■ Extracted material
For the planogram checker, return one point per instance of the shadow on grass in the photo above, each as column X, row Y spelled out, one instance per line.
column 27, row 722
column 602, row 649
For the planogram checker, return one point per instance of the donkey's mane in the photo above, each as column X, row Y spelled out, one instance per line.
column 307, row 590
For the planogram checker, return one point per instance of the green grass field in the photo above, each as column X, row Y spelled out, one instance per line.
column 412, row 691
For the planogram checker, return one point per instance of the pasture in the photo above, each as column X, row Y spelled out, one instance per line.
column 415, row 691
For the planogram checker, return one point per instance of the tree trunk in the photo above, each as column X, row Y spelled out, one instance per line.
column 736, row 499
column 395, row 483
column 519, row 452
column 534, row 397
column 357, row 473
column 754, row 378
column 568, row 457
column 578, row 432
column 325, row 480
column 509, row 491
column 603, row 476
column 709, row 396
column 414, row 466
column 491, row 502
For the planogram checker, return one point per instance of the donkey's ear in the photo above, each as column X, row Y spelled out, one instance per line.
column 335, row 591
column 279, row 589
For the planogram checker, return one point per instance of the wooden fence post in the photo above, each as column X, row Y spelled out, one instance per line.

■ Problem description
Your answer should consist only of the lines from the one with "of the green" through the last line of the entries above, retyped exactly.

■ Result of this task
For the planogram checker, return one point per instance of the green grass field in the photo above, each as column X, row Y spelled out, one instance per line.
column 412, row 691
For the planogram checker, return one point per instance of the pasture in the photo above, each as column X, row Y spelled out, one instance per line.
column 415, row 691
For the planogram checker, return one point per instance of the tree trunk in the photo above, each as column X, row Y spelled out, one instance per line.
column 736, row 499
column 395, row 483
column 519, row 452
column 534, row 397
column 357, row 473
column 754, row 378
column 568, row 457
column 578, row 432
column 325, row 480
column 509, row 491
column 603, row 476
column 709, row 396
column 414, row 466
column 491, row 502
For the planogram checker, return one point per instance of the donkey's ear in the photo above, each as column X, row Y spelled out, one instance per line.
column 335, row 591
column 279, row 589
For the planogram checker, return one point per instance of the wooden fence post in the photo above, each as column X, row Y spelled out, one instance per line.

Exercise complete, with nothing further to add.